**Exercise prompt**
Please find each line in the records below that contains the string "dark" and copy those lines out.

(Excerpts from a detection dataset)
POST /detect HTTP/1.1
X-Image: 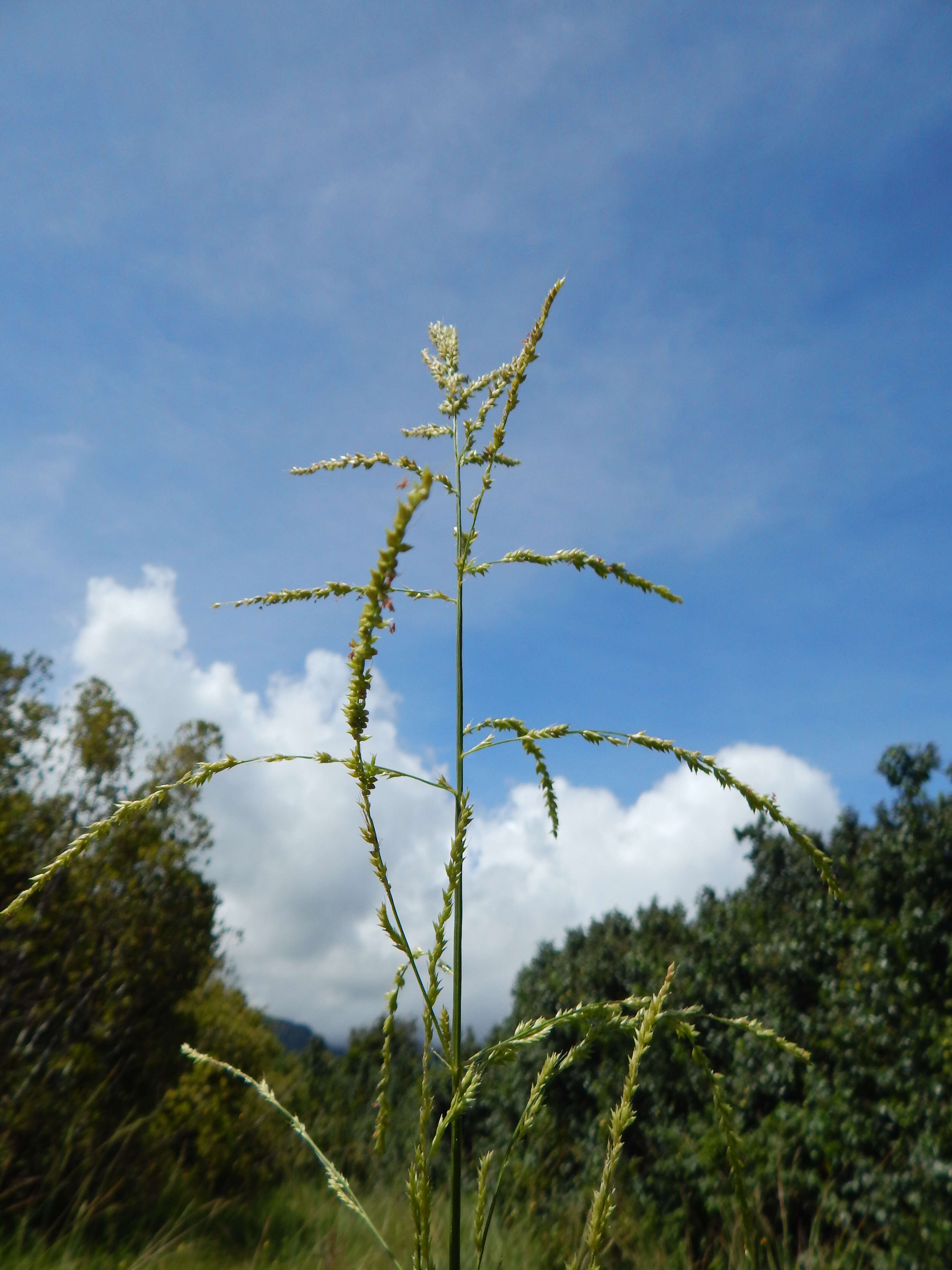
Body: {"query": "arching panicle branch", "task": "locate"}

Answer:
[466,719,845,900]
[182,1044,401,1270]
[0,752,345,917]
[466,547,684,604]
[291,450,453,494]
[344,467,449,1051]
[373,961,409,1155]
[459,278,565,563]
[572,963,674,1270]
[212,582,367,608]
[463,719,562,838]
==
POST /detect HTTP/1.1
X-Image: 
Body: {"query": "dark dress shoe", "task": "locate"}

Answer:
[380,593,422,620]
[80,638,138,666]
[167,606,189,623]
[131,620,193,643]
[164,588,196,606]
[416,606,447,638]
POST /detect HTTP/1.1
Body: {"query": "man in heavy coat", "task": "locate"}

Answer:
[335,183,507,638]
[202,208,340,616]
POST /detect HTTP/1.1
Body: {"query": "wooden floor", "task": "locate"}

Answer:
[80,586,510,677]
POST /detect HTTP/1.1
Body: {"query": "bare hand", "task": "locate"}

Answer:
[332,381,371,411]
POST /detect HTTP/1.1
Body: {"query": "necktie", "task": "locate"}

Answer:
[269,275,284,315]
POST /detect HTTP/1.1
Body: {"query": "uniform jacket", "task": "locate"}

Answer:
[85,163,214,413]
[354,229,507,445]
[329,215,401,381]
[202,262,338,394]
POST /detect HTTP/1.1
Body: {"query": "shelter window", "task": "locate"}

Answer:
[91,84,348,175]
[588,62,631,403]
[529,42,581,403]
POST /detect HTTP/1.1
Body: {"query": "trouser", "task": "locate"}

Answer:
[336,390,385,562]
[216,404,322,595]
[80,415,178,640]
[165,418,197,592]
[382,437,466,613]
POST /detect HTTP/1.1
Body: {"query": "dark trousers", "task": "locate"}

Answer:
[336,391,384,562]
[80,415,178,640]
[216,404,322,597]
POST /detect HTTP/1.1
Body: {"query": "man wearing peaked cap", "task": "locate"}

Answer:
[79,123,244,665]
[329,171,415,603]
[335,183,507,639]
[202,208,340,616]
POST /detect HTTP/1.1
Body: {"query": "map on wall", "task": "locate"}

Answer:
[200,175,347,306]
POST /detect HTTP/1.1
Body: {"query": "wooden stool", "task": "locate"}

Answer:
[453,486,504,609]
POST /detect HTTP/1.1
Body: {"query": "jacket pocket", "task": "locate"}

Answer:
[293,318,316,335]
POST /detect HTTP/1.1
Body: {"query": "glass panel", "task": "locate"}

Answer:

**Task answer**
Body: {"query": "dark dress shoe", "task": "locate"}
Body: {"query": "dark trousers", "task": "locate"}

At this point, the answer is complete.